Judge cites abstract possibility rather than evidence in front of him

Nearly all sexual misconduct complaints involving two sexes are female accusers and male accused students. It’s undeniable that schools showing bias in favor of accusers are favoring females.

The only group outside of the pro-accuser lobby that has trouble accepting the inherent sex discrimination in pro-accuser policies is federal judges.

The 10th U.S. Circuit Court of Appeals knocked down an expelled student’s Title IX lawsuit against the University of Denver, whose contempt for accused students was already obvious, because “John Doe” can’t show that the university’s transparent bias in favor of accusers is anti-male at its core.

The opinion for the three-judge panel by Judge Monroe McKay, nominated by President Carter, literally said DU’s treatment of the accused male “looks more like a railroading.”

The “accumulation of irregularities all disfavoring [John] becomes deeply troubling because benign, stochastic [randomly determined] explanations for the errors become implausible,” the judge found – and then proceeded to explain it away.

Criminal defense lawyer Scott Greenfield delivers a righteous screed against the ruling at his blog, noting the level of detail Judge McKay provided about the private university’s unfair treatment of John before declaring it irrelevant.

“[T]here is not only evidence that the school exhibits an anti-respondent [anti-accused] bias generally but also colorable evidence that the school employed that bias in the sexual-misconduct proceeding at issue,” the judge wrote.

- Work to complete -
Can you reproduce word for word everything in the piece on the Title IX ruling, from "The only group" down to "explain it away."?

- Data listing -
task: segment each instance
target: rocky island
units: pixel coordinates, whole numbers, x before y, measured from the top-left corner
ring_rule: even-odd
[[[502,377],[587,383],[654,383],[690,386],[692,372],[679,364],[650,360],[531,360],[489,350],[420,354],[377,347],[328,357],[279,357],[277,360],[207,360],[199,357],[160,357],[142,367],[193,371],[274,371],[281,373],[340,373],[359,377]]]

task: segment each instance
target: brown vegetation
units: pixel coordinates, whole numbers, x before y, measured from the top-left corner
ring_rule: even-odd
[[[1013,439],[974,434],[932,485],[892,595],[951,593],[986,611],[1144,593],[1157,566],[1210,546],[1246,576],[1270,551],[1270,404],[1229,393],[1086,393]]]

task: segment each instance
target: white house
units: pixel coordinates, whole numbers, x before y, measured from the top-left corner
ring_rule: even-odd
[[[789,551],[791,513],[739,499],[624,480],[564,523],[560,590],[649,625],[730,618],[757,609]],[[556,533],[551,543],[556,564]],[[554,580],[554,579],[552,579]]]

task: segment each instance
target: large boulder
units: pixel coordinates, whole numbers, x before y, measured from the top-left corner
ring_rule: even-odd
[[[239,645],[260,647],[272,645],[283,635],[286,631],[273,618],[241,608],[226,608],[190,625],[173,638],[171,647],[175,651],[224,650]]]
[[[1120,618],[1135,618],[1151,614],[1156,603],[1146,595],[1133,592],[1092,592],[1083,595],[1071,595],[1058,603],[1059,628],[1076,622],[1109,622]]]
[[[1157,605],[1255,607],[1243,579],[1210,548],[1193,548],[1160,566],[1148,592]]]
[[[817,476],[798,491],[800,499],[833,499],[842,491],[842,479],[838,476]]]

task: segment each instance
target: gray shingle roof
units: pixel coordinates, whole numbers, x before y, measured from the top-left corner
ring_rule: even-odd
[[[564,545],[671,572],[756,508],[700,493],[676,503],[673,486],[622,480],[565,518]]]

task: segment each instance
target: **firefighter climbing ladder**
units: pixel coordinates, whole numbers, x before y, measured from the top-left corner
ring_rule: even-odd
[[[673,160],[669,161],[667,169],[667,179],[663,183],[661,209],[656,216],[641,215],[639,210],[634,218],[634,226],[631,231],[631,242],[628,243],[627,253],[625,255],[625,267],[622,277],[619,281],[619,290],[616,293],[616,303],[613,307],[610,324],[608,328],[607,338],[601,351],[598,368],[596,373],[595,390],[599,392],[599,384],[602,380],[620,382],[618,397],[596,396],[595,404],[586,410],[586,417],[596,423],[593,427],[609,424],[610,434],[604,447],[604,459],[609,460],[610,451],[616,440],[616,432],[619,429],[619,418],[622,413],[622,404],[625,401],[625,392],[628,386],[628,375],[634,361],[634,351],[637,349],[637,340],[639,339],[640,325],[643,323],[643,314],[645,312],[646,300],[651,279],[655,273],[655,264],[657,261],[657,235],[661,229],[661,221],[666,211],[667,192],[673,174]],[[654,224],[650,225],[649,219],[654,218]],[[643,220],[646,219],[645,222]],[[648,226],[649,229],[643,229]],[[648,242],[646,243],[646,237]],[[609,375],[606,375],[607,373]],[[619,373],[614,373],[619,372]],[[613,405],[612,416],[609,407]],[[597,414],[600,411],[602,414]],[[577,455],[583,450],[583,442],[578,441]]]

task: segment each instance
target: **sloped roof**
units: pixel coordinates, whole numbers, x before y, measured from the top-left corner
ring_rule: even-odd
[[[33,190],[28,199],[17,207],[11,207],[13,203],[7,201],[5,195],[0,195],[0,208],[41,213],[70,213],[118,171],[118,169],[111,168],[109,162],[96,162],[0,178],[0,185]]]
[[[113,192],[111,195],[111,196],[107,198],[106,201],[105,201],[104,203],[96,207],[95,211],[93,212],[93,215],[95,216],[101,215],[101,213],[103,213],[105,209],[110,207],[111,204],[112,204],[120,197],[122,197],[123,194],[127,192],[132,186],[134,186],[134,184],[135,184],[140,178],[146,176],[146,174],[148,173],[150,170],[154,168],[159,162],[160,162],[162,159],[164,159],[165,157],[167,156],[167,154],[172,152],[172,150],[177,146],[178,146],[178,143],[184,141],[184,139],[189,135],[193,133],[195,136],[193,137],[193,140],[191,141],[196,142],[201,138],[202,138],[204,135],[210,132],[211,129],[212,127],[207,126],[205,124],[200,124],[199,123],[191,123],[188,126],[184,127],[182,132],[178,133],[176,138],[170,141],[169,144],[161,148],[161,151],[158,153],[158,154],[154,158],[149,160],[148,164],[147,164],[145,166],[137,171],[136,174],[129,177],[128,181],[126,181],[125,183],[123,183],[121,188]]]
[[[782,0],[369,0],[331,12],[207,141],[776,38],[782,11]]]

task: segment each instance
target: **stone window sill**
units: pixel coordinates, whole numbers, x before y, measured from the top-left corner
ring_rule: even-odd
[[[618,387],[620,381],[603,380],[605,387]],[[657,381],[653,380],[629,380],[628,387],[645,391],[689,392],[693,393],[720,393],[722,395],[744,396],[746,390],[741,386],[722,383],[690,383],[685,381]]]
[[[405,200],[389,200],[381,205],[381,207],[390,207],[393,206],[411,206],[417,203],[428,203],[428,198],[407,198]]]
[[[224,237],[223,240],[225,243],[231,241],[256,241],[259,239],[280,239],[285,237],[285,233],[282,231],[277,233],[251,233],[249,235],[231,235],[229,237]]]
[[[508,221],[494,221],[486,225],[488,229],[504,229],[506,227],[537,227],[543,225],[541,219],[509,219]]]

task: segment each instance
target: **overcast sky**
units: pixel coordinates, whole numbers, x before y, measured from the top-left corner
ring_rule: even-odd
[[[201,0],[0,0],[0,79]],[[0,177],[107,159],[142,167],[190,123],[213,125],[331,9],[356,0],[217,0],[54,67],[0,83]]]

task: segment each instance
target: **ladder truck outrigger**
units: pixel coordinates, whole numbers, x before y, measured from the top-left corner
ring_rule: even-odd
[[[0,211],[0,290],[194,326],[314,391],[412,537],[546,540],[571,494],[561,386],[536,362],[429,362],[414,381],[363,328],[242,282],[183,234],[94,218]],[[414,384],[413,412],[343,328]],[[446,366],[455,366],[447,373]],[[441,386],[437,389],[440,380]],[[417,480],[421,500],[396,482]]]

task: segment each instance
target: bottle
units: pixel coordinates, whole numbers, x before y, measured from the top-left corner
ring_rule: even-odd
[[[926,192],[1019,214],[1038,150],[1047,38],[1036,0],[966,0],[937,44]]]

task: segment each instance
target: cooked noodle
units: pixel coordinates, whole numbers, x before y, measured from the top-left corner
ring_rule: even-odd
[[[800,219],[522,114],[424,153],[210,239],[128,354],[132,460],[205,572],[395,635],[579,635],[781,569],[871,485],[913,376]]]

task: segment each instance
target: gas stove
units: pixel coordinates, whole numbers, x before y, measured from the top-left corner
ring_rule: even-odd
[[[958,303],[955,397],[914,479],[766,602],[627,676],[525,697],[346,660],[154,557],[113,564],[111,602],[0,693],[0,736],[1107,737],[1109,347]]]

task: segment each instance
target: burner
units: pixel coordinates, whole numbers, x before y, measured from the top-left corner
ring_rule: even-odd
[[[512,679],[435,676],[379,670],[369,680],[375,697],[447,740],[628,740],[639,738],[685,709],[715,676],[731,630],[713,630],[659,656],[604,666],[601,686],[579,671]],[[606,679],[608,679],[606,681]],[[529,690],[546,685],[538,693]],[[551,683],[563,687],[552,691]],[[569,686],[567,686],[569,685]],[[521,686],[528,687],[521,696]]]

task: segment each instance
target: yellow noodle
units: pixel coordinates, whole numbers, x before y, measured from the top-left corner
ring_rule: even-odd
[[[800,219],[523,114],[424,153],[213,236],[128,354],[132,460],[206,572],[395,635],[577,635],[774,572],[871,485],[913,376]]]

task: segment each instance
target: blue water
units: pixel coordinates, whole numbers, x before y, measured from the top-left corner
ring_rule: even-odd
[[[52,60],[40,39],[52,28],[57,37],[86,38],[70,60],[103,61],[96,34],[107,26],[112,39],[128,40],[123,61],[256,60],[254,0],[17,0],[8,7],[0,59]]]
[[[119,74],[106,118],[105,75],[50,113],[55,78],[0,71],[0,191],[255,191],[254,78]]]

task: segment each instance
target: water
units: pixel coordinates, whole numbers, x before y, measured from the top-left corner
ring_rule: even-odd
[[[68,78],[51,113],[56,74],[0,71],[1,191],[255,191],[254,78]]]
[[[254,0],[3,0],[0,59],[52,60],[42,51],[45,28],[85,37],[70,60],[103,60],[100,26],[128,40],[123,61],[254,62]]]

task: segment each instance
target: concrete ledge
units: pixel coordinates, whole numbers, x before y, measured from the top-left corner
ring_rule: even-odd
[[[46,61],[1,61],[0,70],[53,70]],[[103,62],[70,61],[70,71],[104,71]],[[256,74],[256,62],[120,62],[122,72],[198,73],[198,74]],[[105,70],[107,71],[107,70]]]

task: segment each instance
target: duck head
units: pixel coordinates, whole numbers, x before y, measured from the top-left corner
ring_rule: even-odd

- Answer to the problem -
The only group outside of the pro-accuser lobby that has trouble accepting the inherent sex discrimination in pro-accuser policies is federal judges.

The 10th U.S. Circuit Court of Appeals knocked down an expelled student’s Title IX lawsuit against the University of Denver, whose contempt for accused students was already obvious, because “John Doe” can’t show that the university’s transparent bias in favor of accusers is anti-male at its core.

The opinion for the three-judge panel by Judge Monroe McKay, nominated by President Carter, literally said DU’s treatment of the accused male “looks more like a railroading.”

The “accumulation of irregularities all disfavoring [John] becomes deeply troubling because benign, stochastic [randomly determined] explanations for the errors become implausible,” the judge found – and then proceeded to explain it away.